# Exercise requirements:
Please answer these questions using the article on the Syria peace talks below.
(a) In what year was Resolution 2254 adopted?
(b) How many foreign armies does Pedersen say are active in Syria?
(c) What will be top on the agenda on Monday?

━━━ Provided text

Pedersen expressed hope that much-needed international engagement with the peace process is now possible.

“After all, despite the differences, key states are continuing to reaffirm their commitment to Resolution 2254,” he added, referring to the UN Security Council resolution, adopted in 2015, that calls for a ceasefire and political settlement in Syria.

Pedersen, who briefed the Security Council this week on the latest developments, highlighted the fact that five foreign armies are active in Syria and “violations of Syrian sovereignty and territorial integrity (have been) going on for years.”

Although the ceasefire agreement reached by Russia and Turkey in the northwest of the country resulted in a de-escalation of hostilities, Pedersen warned that this relative calm remains fragile.

UN Special Envoy for Syria Geir Pedersen. (AP Photo/Kathy Willens, File) 

“All of these issues cannot be sorted out by the Syrians alone,” he said. (They) need an international cooperation (and) a real exchange of views (among all parties).

“If that political will is lacking it would be very, very difficult to move this process forward ... if you leave this to the UN alone, we will not be able to succeed.”

Top on the agenda on Monday will be discussion of the basic principles of the Syrian constitution. Pedersen said he has been meeting with the two co-chairs of the committee on a regular basis, and has also had intensive discussions with the “Middle Third” civil-society group, which includes society activists and experts and other independents from inside and outside of Syria.

His experiences during the past year, he said, lead him to believe there is potential for finding common ground. No single actor or group of actors can impose its will on Syria or settle the conflict alone — they must work together, he added.

The time has now come for the co-chairs of the Constitutional Committee to organize and focus its efforts by establishing “more effective and operational working methods,” Pedersen said, so that they can begin to move forward from preparing constitutional reforms to actually drafting them, and agreeing on clear agendas and discussion topics for future meetings.

“There needs to be more urgency (in) delivering progress in this process,” he added.

As he saluted the work of civil society groups and “all the Syrians who do what they can to improve the situation on the ground and support a political process,” Pedersen singled out women in particular for praise. He has been particularly proactive in seeking input from the Women’s Advisory Board.

“It is a priority for all of us to make sure that we have full participation of Syrian women in the political process,” he said. “(Promoting) their core constitutional rights is central for me, as the facilitator of the work of the Constitutional Committee.”

Asked about plans for large-scale prisoner swaps, Pedersen said that although this is not on the agenda for the talks in Geneva this week, it is always part of his own agenda. The disappointment over the lack of progress on the issue so far means “that we should work even harder” on it, he added.

━━━━━━
━━━ Given entries

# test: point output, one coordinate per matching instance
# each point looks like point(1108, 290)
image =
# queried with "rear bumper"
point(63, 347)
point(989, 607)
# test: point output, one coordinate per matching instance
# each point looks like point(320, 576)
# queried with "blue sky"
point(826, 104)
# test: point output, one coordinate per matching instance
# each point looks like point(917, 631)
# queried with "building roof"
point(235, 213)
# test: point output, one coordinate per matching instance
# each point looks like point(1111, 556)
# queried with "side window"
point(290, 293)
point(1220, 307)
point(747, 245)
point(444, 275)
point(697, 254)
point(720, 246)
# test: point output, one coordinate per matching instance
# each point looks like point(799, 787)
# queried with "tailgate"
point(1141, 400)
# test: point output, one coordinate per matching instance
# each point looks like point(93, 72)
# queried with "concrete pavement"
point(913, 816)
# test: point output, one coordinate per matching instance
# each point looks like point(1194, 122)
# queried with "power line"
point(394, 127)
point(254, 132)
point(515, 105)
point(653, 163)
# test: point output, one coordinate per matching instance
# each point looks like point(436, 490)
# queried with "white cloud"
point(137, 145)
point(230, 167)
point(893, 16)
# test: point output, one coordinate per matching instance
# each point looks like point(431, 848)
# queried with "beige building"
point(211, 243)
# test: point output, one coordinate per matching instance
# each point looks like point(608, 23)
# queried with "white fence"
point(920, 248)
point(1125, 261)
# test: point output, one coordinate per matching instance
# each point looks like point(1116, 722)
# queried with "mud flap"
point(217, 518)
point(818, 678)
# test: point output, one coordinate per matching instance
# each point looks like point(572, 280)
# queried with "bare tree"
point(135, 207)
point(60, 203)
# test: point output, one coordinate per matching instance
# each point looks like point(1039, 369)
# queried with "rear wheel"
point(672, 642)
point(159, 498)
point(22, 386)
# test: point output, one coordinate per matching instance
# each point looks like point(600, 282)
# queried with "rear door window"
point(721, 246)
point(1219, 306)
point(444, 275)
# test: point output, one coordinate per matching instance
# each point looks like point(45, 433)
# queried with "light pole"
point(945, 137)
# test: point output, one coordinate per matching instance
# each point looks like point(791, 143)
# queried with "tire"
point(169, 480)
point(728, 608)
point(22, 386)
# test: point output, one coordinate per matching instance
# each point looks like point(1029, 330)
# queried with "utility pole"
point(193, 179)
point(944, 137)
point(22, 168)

━━━━━━

# Result of the task:
(a) 2015
(b) Five
(c) Discussion of the basic principles of the Syrian constitution